Pick up the piece on bitterness after its last sentence and carry it on.

### [PAGE EXCERPT]
********

Bitterness is one of the most difficult and deadly enemies we have to contend with. Although most won’t admit it, many are bound by bitterness. They are enslaved by it and every area of their life is adversely affected. So, perhaps the most difficult part of this battle is admitting that we are bitter. Until that happens we will never overcome it.
One of the things that makes this so difficult is the wretched condition of the world in which we live. Everywhere you look you see things that disappoint, hurt, discourage, and trigger resentment. To make matters worse, even if you limit your view to the “Christian” segment of society you can’t escape the temptation to get bitter. Truth is— that just might be the most troublesome area of all. We don’t expect much from the world, and for good reason, but we have lofty expectations for those professing to be God’s children. And what we see is heart-breaking. But we make matters worse if we get bitter.
I understand why so many unbelievers want nothing to do with Christianity. The rotten condition of churches today have made the glorious gospel repulsive to the world in general. We Christians ought to do better than that! Our own imperfections should remind us that life is hard and we all fail. Considering how gracious and tender God has been with us, we ought to be more patient with others. Isn’t it strange how we try to justify our own sins by pointing the faults of others? At this very moment some are bitter toward others because of their “wrong-doings” toward them, and they are so focused on their faults, real or perceived, that they can’t see their own. Make no mistake about it– if you have bitterness in your heart, you have sin in your life, and that is as problem. It is a problem for you and others. Consider what is said in Heb. 12:15, “ Looking diligently lest any man fail of the grace of God; lest any root of bitterness springing up trouble you, and thereby many be defiled“.

********

### [Collected data lines]
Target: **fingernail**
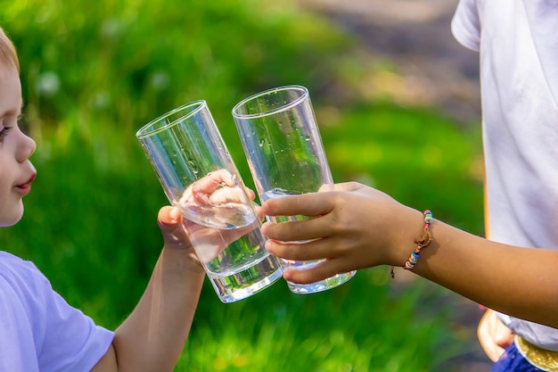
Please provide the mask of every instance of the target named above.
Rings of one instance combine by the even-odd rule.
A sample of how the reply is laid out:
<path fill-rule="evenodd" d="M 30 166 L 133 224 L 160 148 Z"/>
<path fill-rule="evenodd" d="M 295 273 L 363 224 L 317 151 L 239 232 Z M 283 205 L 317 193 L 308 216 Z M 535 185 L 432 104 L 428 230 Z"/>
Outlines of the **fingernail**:
<path fill-rule="evenodd" d="M 291 279 L 292 279 L 292 274 L 291 273 L 291 271 L 290 271 L 290 270 L 284 270 L 284 271 L 283 272 L 283 279 L 285 279 L 285 280 L 291 281 Z"/>
<path fill-rule="evenodd" d="M 170 210 L 170 211 L 168 212 L 168 217 L 170 217 L 171 222 L 178 222 L 178 220 L 180 219 L 180 212 L 178 211 L 178 209 L 173 208 L 172 210 Z"/>

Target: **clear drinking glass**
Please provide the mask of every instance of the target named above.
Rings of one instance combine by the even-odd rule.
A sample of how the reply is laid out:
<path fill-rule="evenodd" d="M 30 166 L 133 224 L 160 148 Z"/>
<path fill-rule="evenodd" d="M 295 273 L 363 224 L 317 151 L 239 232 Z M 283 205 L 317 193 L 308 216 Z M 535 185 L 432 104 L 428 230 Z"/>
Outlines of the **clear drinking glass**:
<path fill-rule="evenodd" d="M 287 86 L 256 94 L 237 103 L 233 116 L 262 203 L 332 190 L 333 179 L 306 87 Z M 274 222 L 306 218 L 267 217 Z M 309 269 L 320 261 L 281 260 L 285 269 Z M 316 293 L 347 282 L 355 273 L 338 274 L 310 285 L 288 285 L 295 293 Z"/>
<path fill-rule="evenodd" d="M 261 222 L 205 101 L 149 122 L 136 137 L 223 302 L 283 275 L 264 248 Z"/>

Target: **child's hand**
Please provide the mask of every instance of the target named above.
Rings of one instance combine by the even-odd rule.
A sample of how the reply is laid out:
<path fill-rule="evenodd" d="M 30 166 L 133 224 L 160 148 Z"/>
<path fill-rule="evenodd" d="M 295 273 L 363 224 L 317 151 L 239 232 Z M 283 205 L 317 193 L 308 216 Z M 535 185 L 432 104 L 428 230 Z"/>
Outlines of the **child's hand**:
<path fill-rule="evenodd" d="M 336 185 L 331 192 L 270 199 L 262 211 L 268 216 L 312 217 L 262 227 L 263 234 L 271 239 L 266 249 L 275 256 L 293 260 L 327 259 L 313 269 L 285 271 L 287 280 L 301 284 L 381 264 L 401 266 L 423 227 L 418 211 L 356 182 Z"/>
<path fill-rule="evenodd" d="M 164 248 L 184 251 L 193 262 L 199 266 L 201 269 L 203 269 L 200 263 L 200 259 L 198 259 L 193 246 L 186 235 L 178 208 L 170 205 L 162 207 L 159 210 L 157 223 L 163 235 Z"/>

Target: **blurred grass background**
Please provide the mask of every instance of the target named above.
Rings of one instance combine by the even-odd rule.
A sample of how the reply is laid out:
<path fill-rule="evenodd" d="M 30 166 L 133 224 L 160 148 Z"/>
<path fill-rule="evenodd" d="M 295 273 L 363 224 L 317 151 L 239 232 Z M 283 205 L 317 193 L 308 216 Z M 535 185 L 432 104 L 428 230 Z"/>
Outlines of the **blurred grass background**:
<path fill-rule="evenodd" d="M 0 246 L 37 263 L 70 303 L 114 328 L 161 247 L 167 203 L 137 144 L 143 124 L 205 99 L 246 183 L 230 112 L 258 91 L 308 87 L 333 178 L 359 180 L 482 235 L 476 126 L 436 107 L 370 99 L 370 64 L 349 35 L 282 0 L 0 1 L 21 63 L 22 125 L 38 177 Z M 395 92 L 397 95 L 397 92 Z M 326 293 L 284 282 L 222 304 L 206 282 L 176 371 L 447 371 L 469 351 L 459 298 L 422 279 L 360 270 Z M 402 281 L 404 278 L 404 281 Z"/>

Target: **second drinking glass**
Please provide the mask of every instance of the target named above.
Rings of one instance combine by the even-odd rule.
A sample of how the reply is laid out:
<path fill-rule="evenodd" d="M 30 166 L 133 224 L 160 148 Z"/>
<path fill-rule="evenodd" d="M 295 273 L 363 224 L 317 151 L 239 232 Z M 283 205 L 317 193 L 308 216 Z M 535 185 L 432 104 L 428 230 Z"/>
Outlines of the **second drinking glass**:
<path fill-rule="evenodd" d="M 287 86 L 251 95 L 234 106 L 233 116 L 262 203 L 271 198 L 333 189 L 306 87 Z M 271 220 L 301 219 L 306 217 L 274 217 Z M 309 269 L 319 262 L 282 260 L 285 269 Z M 354 275 L 352 271 L 310 285 L 288 285 L 295 293 L 312 293 L 341 285 Z"/>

********

### [REPLY]
I’ve watched some people pout for months, even years, over some professed injustice in their life. They are miserable and they make others miserable. They have taken themselves out of the picture so far as being useful in God’s work. They are sitting on the sidelines complaining when they should be joyfully involved. Not only are they miserable, since the “joy of the Lord is your strength”, they are weak and susceptible to temptation. You could say, they’ve fallen and are fixing to fall further.
If I stopped here it would be bad enough, but there is more. Your bitterness ends up defiling “many” others. So now the “victim” becomes the villain. Now how do you justify your bitterness and judge your “enemy”? Even if he is in the wrong, do you not put yourself in the same category by harboring malice in your heart?